Reproduce every record exactly as it appears, but not the pictures.

+-------+

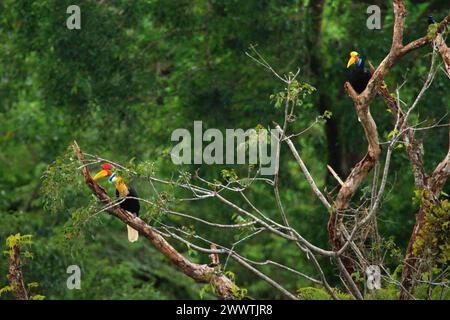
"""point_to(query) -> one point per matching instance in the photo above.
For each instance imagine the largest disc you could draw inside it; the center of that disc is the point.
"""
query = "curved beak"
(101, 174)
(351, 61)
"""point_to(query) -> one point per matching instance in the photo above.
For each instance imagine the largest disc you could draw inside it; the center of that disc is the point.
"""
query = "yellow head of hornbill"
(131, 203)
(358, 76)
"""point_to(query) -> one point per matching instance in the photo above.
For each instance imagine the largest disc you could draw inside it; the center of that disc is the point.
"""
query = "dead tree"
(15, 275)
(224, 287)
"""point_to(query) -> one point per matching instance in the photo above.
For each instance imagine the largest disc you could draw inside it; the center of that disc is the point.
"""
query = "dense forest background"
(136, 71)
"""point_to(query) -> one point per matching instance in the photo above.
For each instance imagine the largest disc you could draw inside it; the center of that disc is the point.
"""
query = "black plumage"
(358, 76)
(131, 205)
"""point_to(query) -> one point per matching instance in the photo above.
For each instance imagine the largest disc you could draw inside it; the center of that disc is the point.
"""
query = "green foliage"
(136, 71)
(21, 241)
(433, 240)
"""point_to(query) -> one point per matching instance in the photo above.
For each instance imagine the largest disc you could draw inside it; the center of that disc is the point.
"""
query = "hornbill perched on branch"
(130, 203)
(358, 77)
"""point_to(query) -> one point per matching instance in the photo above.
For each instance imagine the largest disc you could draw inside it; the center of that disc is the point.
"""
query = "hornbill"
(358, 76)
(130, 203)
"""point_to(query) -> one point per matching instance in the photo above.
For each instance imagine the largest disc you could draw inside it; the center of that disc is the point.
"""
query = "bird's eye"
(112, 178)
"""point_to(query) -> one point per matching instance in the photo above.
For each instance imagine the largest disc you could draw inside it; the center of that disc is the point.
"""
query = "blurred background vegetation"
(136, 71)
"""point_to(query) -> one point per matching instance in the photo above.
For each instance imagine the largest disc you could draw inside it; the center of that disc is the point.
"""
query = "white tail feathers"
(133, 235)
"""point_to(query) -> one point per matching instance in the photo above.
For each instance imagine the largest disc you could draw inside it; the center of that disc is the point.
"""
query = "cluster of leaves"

+-------+

The result:
"""point_to(query) -> one point per matching instance in the photo above.
For each instance imagine the largest disc you could draw inside it; the center of that disc is the point.
"""
query = "curved beak"
(101, 174)
(351, 61)
"""point_to(query) -> one point per matching instance in the photo above.
For each instance imagine the largest disc you could draw inside it; the center of that disc is the point.
"""
query = "yellow head of hornbill"
(131, 203)
(358, 76)
"""point_to(query) -> one point per matching instance in the photo above.
For each instance imagine the largest disc you could draw inside it; the center of that disc is the point.
"""
query = "dead tree"
(15, 275)
(224, 287)
"""point_to(query) -> one point per matching instance in the photo above.
For each instance imagine the largest disc you could draw inside it; the center of that disc is the point.
"""
query = "dense forest background"
(136, 71)
"""point_to(query) -> one point per matching instance in the photo above.
For each instance imagine the largest disc you could draw inside it; the center of that disc is the point.
"""
query = "black plumage"
(358, 76)
(131, 205)
"""point_to(query) -> one point per matching instance in the photo above.
For each instance imagine the largest disc you could draw inside it; the center of that disc is the point.
"""
query = "green foliage"
(136, 71)
(21, 241)
(433, 240)
"""point_to(query) -> one point per matching instance in the photo above.
For each instance imagine the largest disc you could draw inside it; the center of that disc is the point.
"""
query = "hornbill perched on branch"
(130, 203)
(358, 77)
"""point_to(query) -> one point per matching instance in the photo above.
For each instance imagine the largest disc you could draw inside it; the center of that disc is the point.
"""
query = "hornbill"
(358, 76)
(130, 203)
"""point_to(query) -> one point per matching instance in the photo above.
For each instance imagine the largest disc you could draw inside it; the center of that disc is the point.
"""
query = "bird's eye"
(112, 178)
"""point_to(query) -> one point per matching instance in the photo above.
For each instance imagine the largest disc you could draw inside it; the center of that disc is the point.
"""
query = "blurred background vegetation"
(136, 71)
"""point_to(query) -> one point per matching instance in the photo above.
For each instance imagine the largest disc you could draw inside it; the center of that disc is the point.
"""
query = "white tail feathers"
(133, 235)
"""point_to(query) -> one point per matching instance in the photo above.
For each instance imagine the largest disc you could draw inside it; the center of that disc is the point.
"""
query = "cluster of leaves"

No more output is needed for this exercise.